---------- DATA EXTRACTS

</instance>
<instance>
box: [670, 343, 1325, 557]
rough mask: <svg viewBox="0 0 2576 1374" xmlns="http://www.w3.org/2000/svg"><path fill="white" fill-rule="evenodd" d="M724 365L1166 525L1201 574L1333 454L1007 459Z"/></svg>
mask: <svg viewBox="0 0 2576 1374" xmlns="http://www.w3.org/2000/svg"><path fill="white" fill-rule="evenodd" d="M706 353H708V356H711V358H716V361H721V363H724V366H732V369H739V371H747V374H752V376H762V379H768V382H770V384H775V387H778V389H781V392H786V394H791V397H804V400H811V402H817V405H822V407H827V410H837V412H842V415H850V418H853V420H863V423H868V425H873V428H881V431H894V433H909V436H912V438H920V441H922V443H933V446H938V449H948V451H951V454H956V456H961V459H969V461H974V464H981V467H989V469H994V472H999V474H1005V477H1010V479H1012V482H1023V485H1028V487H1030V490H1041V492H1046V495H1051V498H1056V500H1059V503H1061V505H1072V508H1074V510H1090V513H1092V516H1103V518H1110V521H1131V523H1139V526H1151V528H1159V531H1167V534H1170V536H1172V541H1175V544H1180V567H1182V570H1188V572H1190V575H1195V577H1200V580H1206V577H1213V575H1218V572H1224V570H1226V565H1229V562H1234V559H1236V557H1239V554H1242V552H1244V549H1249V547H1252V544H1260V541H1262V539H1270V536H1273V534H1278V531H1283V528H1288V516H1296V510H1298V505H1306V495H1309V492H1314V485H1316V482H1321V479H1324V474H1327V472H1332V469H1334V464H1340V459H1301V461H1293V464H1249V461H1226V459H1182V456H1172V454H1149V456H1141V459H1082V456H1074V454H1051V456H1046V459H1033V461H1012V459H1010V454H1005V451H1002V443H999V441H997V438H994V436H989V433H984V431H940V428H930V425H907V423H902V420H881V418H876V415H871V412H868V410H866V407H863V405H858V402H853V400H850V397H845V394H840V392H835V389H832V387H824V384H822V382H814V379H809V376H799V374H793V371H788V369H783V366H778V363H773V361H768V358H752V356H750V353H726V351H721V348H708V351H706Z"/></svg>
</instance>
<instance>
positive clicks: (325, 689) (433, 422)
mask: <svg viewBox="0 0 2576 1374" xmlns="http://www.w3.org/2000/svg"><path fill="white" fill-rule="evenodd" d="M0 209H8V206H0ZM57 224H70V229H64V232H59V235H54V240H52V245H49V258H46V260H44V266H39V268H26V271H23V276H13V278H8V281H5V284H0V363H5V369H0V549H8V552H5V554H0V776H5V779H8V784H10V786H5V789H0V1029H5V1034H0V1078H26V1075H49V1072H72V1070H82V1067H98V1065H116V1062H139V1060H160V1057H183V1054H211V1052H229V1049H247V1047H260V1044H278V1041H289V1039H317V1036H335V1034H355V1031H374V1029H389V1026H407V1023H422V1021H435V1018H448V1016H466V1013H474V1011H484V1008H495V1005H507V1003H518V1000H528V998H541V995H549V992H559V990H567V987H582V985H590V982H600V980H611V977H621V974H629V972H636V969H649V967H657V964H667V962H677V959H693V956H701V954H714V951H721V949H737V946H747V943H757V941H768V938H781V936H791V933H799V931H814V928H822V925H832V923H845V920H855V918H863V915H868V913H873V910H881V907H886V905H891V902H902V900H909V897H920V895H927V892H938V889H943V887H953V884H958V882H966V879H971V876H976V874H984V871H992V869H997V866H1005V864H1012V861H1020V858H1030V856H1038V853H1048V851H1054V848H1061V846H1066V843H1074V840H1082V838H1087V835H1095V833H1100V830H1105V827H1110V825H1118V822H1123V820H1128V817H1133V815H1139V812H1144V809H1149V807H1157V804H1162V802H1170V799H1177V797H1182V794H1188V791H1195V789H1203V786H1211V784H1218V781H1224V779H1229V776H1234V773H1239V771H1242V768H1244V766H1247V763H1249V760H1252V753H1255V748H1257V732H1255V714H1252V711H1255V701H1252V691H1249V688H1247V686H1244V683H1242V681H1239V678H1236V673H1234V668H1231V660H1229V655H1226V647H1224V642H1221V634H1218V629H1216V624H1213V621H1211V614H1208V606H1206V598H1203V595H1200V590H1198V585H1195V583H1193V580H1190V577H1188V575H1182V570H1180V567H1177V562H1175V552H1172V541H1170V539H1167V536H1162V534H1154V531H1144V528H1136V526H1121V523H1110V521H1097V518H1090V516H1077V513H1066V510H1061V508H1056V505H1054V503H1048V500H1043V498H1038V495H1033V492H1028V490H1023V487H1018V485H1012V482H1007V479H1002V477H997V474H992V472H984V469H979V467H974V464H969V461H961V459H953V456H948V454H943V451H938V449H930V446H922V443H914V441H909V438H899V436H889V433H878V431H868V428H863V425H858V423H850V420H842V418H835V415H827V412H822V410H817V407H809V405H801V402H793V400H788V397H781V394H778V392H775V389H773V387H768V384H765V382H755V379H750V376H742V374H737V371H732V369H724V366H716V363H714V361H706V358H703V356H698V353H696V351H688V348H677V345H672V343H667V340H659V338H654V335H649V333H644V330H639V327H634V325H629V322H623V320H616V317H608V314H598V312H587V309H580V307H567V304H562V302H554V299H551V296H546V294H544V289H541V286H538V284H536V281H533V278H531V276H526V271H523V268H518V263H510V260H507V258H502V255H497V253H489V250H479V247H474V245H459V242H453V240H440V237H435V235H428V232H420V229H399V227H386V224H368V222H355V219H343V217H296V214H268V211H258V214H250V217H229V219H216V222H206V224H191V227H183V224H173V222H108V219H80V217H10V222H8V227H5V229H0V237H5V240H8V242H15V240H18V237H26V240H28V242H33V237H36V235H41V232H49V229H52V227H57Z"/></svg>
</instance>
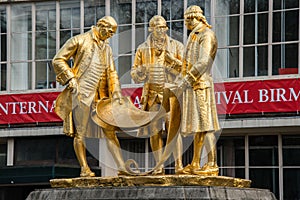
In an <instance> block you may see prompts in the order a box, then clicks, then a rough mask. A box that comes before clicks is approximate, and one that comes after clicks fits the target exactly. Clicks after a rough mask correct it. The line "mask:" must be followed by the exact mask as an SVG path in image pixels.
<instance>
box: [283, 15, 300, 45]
mask: <svg viewBox="0 0 300 200" xmlns="http://www.w3.org/2000/svg"><path fill="white" fill-rule="evenodd" d="M284 18H285V41H295V40H298V39H299V11H298V10H294V11H286V12H285V16H284Z"/></svg>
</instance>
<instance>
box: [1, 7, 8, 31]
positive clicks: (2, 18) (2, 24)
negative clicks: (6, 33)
mask: <svg viewBox="0 0 300 200" xmlns="http://www.w3.org/2000/svg"><path fill="white" fill-rule="evenodd" d="M6 23H7V22H6V11H5V10H1V11H0V25H1V27H0V30H1V33H6V31H7V30H6Z"/></svg>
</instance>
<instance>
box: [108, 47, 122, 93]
mask: <svg viewBox="0 0 300 200" xmlns="http://www.w3.org/2000/svg"><path fill="white" fill-rule="evenodd" d="M108 58H109V61H108V62H109V63H108V65H109V67H108V70H107V75H108V80H109V81H108V87H109V92H110V93H111V94H112V96H113V97H114V96H116V95H117V96H118V98H121V86H120V81H119V76H118V72H117V70H116V66H115V63H114V60H113V56H112V50H111V48H110V47H108Z"/></svg>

--------------------

WHAT THE TASK REQUIRES
Report every line of the material above that contains the string "clicks" and copy each such line in full.

EXERCISE RESULT
positive clicks: (325, 689) (433, 422)
In an <instance> block you may see prompts in the order a box, then clicks, then a rough mask. A box that comes before clicks is approximate, and one that comes after clicks fits the target exactly. Clicks after a rough mask correct it. The line "mask:" must be followed by the exact mask as an SVG path in image pixels.
positive clicks: (2, 18) (2, 24)
negative clicks: (6, 33)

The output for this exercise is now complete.